DATA IN THIS EXERCISE »
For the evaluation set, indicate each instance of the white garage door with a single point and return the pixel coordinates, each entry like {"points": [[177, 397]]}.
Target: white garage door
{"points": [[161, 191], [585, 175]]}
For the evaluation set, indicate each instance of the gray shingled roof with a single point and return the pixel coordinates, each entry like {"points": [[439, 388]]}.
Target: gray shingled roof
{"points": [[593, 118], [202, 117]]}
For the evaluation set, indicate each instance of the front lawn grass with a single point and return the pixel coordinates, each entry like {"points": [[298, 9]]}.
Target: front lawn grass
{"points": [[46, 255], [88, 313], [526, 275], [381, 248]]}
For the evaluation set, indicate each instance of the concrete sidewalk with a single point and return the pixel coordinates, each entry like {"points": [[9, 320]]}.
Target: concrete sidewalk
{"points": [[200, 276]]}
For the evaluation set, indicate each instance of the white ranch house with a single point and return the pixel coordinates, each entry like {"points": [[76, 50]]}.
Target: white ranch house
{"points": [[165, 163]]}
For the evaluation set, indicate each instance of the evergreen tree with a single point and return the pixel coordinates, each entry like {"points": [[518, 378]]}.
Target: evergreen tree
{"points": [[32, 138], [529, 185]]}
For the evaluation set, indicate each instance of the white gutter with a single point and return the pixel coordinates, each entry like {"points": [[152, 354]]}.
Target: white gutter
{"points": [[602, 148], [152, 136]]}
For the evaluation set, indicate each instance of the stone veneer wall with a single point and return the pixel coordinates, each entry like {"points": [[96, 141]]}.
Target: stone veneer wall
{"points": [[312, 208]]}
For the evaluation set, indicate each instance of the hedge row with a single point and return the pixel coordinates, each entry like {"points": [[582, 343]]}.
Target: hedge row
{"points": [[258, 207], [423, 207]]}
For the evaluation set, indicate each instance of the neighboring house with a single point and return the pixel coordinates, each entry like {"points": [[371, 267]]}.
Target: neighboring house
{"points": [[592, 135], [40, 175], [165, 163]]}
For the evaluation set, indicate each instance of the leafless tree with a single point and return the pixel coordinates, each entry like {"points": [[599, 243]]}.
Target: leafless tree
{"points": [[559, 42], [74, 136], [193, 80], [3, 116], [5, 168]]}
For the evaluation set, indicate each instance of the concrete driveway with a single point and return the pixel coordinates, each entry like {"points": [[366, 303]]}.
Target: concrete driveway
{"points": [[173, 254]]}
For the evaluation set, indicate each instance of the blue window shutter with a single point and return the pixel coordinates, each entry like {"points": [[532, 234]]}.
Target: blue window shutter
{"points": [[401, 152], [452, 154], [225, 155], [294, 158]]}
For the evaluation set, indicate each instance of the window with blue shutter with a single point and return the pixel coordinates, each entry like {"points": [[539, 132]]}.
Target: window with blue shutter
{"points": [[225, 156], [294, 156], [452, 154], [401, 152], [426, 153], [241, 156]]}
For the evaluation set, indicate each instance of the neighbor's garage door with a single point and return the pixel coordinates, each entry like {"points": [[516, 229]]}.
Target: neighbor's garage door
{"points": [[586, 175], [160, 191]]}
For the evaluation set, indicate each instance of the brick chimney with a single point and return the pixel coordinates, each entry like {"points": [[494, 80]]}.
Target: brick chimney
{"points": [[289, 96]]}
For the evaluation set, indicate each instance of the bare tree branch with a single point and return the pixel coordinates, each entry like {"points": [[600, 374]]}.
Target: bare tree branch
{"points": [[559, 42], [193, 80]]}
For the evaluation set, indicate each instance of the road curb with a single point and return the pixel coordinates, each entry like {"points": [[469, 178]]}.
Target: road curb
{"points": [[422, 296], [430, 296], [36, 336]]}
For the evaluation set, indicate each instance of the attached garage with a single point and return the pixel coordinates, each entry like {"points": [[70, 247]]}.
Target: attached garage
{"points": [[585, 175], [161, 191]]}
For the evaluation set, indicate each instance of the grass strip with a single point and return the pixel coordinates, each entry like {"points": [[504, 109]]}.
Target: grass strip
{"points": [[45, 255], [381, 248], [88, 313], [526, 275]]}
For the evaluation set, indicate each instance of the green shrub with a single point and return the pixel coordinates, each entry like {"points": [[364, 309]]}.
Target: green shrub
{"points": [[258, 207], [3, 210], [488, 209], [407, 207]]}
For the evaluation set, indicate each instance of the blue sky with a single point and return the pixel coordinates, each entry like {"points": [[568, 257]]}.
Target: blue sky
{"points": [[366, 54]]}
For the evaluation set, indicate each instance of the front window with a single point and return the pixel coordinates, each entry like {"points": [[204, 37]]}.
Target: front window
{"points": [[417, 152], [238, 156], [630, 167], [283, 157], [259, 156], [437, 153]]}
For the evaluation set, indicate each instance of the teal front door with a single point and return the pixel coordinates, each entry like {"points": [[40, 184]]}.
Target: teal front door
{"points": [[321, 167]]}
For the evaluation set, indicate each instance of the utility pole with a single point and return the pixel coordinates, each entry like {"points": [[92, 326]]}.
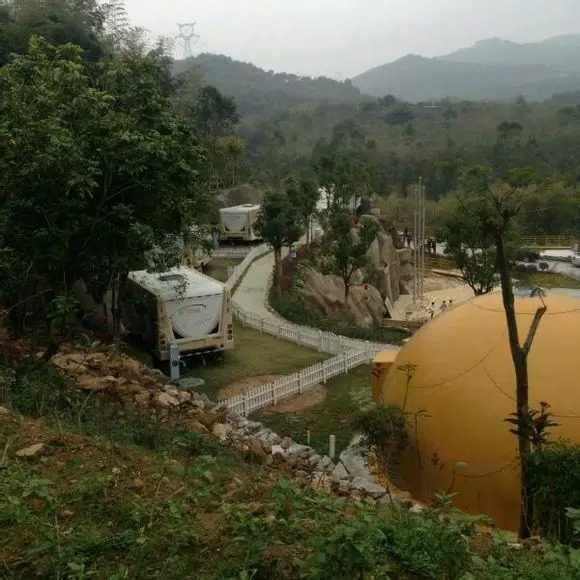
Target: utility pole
{"points": [[188, 36], [419, 244], [415, 247]]}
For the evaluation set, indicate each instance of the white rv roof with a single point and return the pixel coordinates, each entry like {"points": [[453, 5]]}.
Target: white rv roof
{"points": [[240, 208], [177, 283]]}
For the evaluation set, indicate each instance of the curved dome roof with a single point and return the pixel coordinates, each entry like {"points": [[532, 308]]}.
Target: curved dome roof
{"points": [[463, 389]]}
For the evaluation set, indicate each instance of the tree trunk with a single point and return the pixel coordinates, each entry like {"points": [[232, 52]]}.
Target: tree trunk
{"points": [[278, 270], [520, 360]]}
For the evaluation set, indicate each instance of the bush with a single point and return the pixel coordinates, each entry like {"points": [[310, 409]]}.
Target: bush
{"points": [[290, 307], [553, 476], [383, 427]]}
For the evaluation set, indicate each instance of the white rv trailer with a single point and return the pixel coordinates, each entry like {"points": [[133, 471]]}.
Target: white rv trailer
{"points": [[181, 306], [237, 223], [192, 252]]}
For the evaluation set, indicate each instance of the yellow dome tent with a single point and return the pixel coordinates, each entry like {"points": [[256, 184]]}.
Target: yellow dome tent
{"points": [[463, 389]]}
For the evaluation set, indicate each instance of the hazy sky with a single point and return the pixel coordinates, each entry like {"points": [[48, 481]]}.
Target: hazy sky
{"points": [[341, 38]]}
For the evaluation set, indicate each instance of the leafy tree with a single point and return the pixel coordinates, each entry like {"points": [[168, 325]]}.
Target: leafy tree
{"points": [[470, 245], [280, 224], [500, 204], [214, 113], [347, 251], [92, 195], [305, 195], [80, 22]]}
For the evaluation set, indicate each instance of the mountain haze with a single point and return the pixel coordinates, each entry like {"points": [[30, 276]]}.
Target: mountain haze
{"points": [[256, 90], [490, 69]]}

SET PROBLEM » Repeat the entries exactly and keep the pictures out of the copy.

SOLUTION TO THIS TASK »
For the evaluation set, indicate each instance of the white garage door with a single point and return the pixel coordinates, each entry like {"points": [[177, 397]]}.
Target: white garage door
{"points": [[161, 191], [585, 175]]}
For the evaluation set, indicate each instance of the gray shingled roof with a single point and return the pixel coordinates, each entry like {"points": [[439, 388]]}.
Target: gray shingled roof
{"points": [[593, 118], [202, 117]]}
For the evaluation set, indicate each instance of the front lawn grass with a single point and return the pixel coordinates, each entry like {"points": [[298, 9]]}.
Target: front lawn grass
{"points": [[46, 255], [88, 313], [526, 275], [381, 248]]}
For the evaluation set, indicate each instance of the concrete sidewalk with a single point and return the pixel coordinates, each entry like {"points": [[9, 320]]}.
Target: concrete sidewalk
{"points": [[200, 276]]}
For the evaluation set, indicate each instance of the white ranch house with a single point and return the pixel coordinates, each entry like {"points": [[76, 50]]}.
Target: white ranch house
{"points": [[165, 163]]}
For the evaluation set, indicate each instance of the evergreen tree with a single point and return the pixel coordinates, each entry like {"points": [[518, 378]]}.
Target: evergreen tree
{"points": [[32, 138], [529, 185]]}
For the evaluation set, indicate each instance of the white gutter with a single point and return the pixel coordinates, each entry like {"points": [[152, 354]]}.
Target: white gutter
{"points": [[602, 148], [152, 136]]}
For the evaluation set, indicate each instance of the stone veneer wall with a single point and return the pixel coordinates, each entry like {"points": [[96, 141]]}.
Target: stone veneer wall
{"points": [[312, 208]]}
For the evaluation set, indicate each instance of the hedge row with a single point and return the pixel coordinates, each entry like {"points": [[582, 343]]}.
Target: hedge row
{"points": [[258, 207], [423, 207]]}
For the evaluation set, indicate each instance of the neighboring house with a single point and return the pixel coordinates, each entry like {"points": [[371, 267]]}.
Target: neighboring house
{"points": [[592, 135], [40, 175], [165, 163]]}
For the evaluation set, indicate each instance of the leafless tree with a single point and return the pixel coordinates, each entry like {"points": [[599, 243]]}.
Target: leafless tree
{"points": [[559, 42], [74, 136], [193, 80], [3, 116], [5, 168]]}
For the evaluation set, indicate each instance of the concrete driveway with a single point and return the pixel coordinates, each entry like {"points": [[366, 303]]}.
Target: concrete driveway
{"points": [[173, 254]]}
For the evaluation set, indicate each instance of the blue window shutter with a single point and return the pixel coordinates, each entry like {"points": [[532, 234]]}.
Target: blue window shutter
{"points": [[401, 152], [452, 154], [225, 155], [294, 158]]}
For the evaluation set, indicate each instance of the window with blue shutter with a single point and return the pixel coordinates, each entry like {"points": [[539, 132]]}.
Target: window with blue shutter
{"points": [[225, 156], [294, 156], [452, 154], [401, 152], [426, 153], [241, 156]]}
For the evaluation set, indicate each instance of the neighbor's garage door with a single point and return the pixel coordinates, each entry like {"points": [[516, 229]]}.
Target: neighbor's garage door
{"points": [[586, 175], [160, 191]]}
For the evaluation set, indicate each instance of the brick chimney with a single point and return the pixel coordinates, each entry like {"points": [[494, 80]]}.
Target: brick chimney
{"points": [[289, 96]]}
For the evaluation set, indicate each instance of the bare tree branch with a single point and return the pixel coordinates, each entry like {"points": [[600, 374]]}.
Target: bare tree branch
{"points": [[559, 42], [193, 80]]}
For the evaluation set, indicate each instance of the road curb with a single point and return the pixel coordinates, each entry like {"points": [[469, 178]]}.
Target: road curb
{"points": [[422, 296], [430, 296], [36, 336]]}
For the evaluation set, indicate each instance of the attached garage with a single point and return the pixel coordinates, each entry like {"points": [[70, 247]]}.
Target: attached garage
{"points": [[585, 175], [161, 191]]}
For the evaluation set, indicate each instance of the grass strip with a single point and return the pixel coordinates, each entry like {"points": [[504, 109]]}.
Target: grass strip
{"points": [[45, 255], [381, 248], [88, 313], [526, 275]]}
For the evaluation set, indicate each instance of the green shrub with a single point and return the pixel coordinates, each entry like {"points": [[364, 309]]}.
Target: green shrub
{"points": [[258, 207], [3, 210], [488, 209], [407, 207]]}
For the evaluation set, indicate each instance of the blue sky with a single point and return the pixel coordinates, each entry like {"points": [[568, 257]]}.
Target: blue sky
{"points": [[366, 54]]}
For the evaluation set, indicate each instance of the front window with a single point and return the pixel coordinates, each entry like {"points": [[204, 37]]}.
Target: front window
{"points": [[417, 152], [238, 156], [630, 167], [283, 157], [259, 156], [437, 153]]}
For the evaluation set, indicate each instance of the teal front door with a single point and return the pixel coordinates, each entry like {"points": [[40, 184]]}.
Target: teal front door
{"points": [[321, 167]]}
For the evaluation set, indicate each instance of the utility pole with a single point and return the pixel coordinates, each entry like {"points": [[92, 326]]}.
Target: utility pole
{"points": [[188, 36], [419, 244], [415, 247]]}
For the evaluation set, indicate each instance of the white rv roof with a single point and return the pixel coordinates, each entry like {"points": [[453, 5]]}.
Target: white rv roof
{"points": [[240, 208], [177, 283]]}
For the evaluation set, indicate each instance of the curved dome roof with a single point and return the pixel coordinates, each entry like {"points": [[532, 308]]}.
Target: curved dome roof
{"points": [[463, 389]]}
For the evaluation set, indicate each instance of the tree trunk with a single point and return the pixel coordinates, each entry like {"points": [[232, 52]]}.
Target: tree trunk
{"points": [[278, 270], [520, 360]]}
For the evaluation set, indicate each instance of the bush with a single point and return the pixel coordinates, each entry like {"points": [[310, 409]]}.
Target: bush
{"points": [[290, 307], [553, 476], [383, 427]]}
For the evaluation set, indicate each instance of the white rv trailer with a single point and return the pixel coordinates, each entry like {"points": [[133, 471]]}.
Target: white rv trailer
{"points": [[181, 306], [237, 223], [192, 252]]}
For the evaluation set, indicate each instance of the yellow dome tent with a single point and return the pixel coordinates, each entry like {"points": [[256, 184]]}.
Target: yellow dome tent
{"points": [[463, 389]]}
For the evaluation set, indicate each instance of the hazy sky with a single point and return the pixel coordinates, each entry like {"points": [[48, 481]]}.
Target: hazy sky
{"points": [[341, 38]]}
For the evaluation set, indicate each instance of the leafy tree with a single point and return the pixel coordinates, each entry like {"points": [[168, 325]]}.
Target: leafy tree
{"points": [[470, 245], [280, 224], [500, 204], [214, 113], [347, 251], [92, 195], [305, 195], [80, 22]]}
For the evaluation set, indicate each instance of the mountain haze with a single point and return the pixel coordinates, each entry like {"points": [[30, 276]]}.
Target: mountain haze
{"points": [[256, 90], [490, 69]]}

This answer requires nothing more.